#### [Passage given]

★ ★ ★ ★ ★

The Indian rupee fell past the 93 per US dollar mark for the first time on Friday, 20 March 2026, marking a new all‑time low as the Iran war, soaring crude oil prices and foreign investor outflows rattled emerging‑market assets. The sharp depreciation has intensified concerns about imported inflation, India’s external balances and the broader outlook for growth and financial markets.
Rupee vs US Dollar Today: INR Slips Past 93 for the First Time
At the interbank foreign exchange market, the rupee opened at around 92.92 against the US dollar, then breached the 93 level and slipped to an intraday low of around 93.28 per dollar in early trade, its weakest level on record. Several reports describe Friday as the first time the currency has traded above 93 per dollar in the onshore market, eclipsing a string of previous lifetime lows in the 92–92.9 range set earlier in March as the West Asia conflict escalated.
Reuters notes that the rupee has now depreciated by more than 3% so far in 2026, with over 2% of that fall coming since the Iran war flared up, underscoring how quickly the external shock has fed through the currency. Traders say the move past 93 follows days of pressure in offshore non‑deliverable forwards, where the rupee had already weakened beyond that level as markets priced in higher oil and deeper geopolitical risk.
Iran War, Crude Oil Above 100 and Safe‑Haven Dollar Weigh on INR
The immediate backdrop to the rupee’s slide is the intensifying conflict involving Iran, the US and Israel and wider instability in West Asia, which has driven up global energy prices and triggered a flight to safe‑haven assets such as the US dollar. Brent crude has surged to near 120 dollars per barrel at points in recent sessions, significantly above levels assumed in most economic forecasts for India.

★ ★ ★ ★ ★

#### [Data excerpts]

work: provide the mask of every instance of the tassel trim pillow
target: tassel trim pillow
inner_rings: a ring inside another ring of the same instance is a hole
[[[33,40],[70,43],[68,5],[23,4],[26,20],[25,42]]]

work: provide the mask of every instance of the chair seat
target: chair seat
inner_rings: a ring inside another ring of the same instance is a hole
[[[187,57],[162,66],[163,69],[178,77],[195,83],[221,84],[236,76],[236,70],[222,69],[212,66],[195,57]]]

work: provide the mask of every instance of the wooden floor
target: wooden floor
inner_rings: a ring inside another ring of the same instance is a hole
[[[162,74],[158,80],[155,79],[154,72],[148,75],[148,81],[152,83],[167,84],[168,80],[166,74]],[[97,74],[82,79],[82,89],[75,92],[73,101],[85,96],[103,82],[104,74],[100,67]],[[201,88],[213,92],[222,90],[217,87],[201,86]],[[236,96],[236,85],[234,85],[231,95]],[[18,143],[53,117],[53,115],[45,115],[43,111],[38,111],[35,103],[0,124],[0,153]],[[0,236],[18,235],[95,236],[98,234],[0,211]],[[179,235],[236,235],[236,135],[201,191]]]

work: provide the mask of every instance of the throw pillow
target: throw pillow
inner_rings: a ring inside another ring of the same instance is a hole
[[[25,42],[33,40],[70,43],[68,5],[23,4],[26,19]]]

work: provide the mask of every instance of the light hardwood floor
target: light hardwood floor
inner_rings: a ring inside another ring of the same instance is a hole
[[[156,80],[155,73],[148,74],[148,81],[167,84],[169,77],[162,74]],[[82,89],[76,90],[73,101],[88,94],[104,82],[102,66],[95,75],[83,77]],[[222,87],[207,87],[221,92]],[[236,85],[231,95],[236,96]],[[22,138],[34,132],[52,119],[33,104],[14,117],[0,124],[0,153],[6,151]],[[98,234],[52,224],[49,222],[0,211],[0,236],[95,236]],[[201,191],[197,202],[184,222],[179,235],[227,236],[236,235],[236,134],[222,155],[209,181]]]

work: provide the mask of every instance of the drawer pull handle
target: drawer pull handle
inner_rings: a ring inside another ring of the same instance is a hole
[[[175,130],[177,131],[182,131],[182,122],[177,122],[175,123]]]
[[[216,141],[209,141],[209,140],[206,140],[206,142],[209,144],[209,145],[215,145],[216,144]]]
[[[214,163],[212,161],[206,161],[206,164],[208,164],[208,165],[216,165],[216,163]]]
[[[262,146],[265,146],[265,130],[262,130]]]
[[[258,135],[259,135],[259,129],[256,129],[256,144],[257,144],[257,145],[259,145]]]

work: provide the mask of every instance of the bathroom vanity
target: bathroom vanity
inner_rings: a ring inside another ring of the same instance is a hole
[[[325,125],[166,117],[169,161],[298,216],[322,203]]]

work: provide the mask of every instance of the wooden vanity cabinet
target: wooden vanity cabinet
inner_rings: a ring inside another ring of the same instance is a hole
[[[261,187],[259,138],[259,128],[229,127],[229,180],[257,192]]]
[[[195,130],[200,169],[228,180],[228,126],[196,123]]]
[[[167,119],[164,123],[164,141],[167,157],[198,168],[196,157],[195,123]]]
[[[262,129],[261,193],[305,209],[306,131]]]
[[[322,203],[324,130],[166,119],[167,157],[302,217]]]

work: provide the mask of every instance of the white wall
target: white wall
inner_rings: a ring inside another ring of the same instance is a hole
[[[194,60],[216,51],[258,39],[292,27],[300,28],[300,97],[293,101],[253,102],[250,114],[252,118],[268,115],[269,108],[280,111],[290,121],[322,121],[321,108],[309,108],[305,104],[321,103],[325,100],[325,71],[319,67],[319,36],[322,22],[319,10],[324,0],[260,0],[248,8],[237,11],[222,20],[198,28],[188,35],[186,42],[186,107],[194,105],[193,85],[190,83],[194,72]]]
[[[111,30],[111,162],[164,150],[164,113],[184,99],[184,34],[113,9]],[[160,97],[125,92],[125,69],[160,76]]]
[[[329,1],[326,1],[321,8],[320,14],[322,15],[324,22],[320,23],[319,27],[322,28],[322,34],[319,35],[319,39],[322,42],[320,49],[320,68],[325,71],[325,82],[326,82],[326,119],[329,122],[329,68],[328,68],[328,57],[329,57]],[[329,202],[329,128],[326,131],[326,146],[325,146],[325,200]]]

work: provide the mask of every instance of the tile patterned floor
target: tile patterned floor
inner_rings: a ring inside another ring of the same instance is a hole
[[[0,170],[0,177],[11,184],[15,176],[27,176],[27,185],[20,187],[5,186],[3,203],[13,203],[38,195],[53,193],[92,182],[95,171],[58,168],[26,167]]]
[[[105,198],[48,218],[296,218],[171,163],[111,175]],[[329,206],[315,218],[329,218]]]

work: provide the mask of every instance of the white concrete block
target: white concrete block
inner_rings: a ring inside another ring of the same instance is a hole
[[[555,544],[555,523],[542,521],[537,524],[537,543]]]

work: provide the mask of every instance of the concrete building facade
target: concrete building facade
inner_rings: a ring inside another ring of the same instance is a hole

★ ★ ★ ★ ★

#### [Brief]
Copy out the rupee report at the top of the page word for word, in full.

#### [Task result]
The Indian rupee fell past the 93 per US dollar mark for the first time on Friday, 20 March 2026, marking a new all‑time low as the Iran war, soaring crude oil prices and foreign investor outflows rattled emerging‑market assets. The sharp depreciation has intensified concerns about imported inflation, India’s external balances and the broader outlook for growth and financial markets.
Rupee vs US Dollar Today: INR Slips Past 93 for the First Time
At the interbank foreign exchange market, the rupee opened at around 92.92 against the US dollar, then breached the 93 level and slipped to an intraday low of around 93.28 per dollar in early trade, its weakest level on record. Several reports describe Friday as the first time the currency has traded above 93 per dollar in the onshore market, eclipsing a string of previous lifetime lows in the 92–92.9 range set earlier in March as the West Asia conflict escalated.
Reuters notes that the rupee has now depreciated by more than 3% so far in 2026, with over 2% of that fall coming since the Iran war flared up, underscoring how quickly the external shock has fed through the currency. Traders say the move past 93 follows days of pressure in offshore non‑deliverable forwards, where the rupee had already weakened beyond that level as markets priced in higher oil and deeper geopolitical risk.
Iran War, Crude Oil Above 100 and Safe‑Haven Dollar Weigh on INR
The immediate backdrop to the rupee’s slide is the intensifying conflict involving Iran, the US and Israel and wider instability in West Asia, which has driven up global energy prices and triggered a flight to safe‑haven assets such as the US dollar. Brent crude has surged to near 120 dollars per barrel at points in recent sessions, significantly above levels assumed in most economic forecasts for India.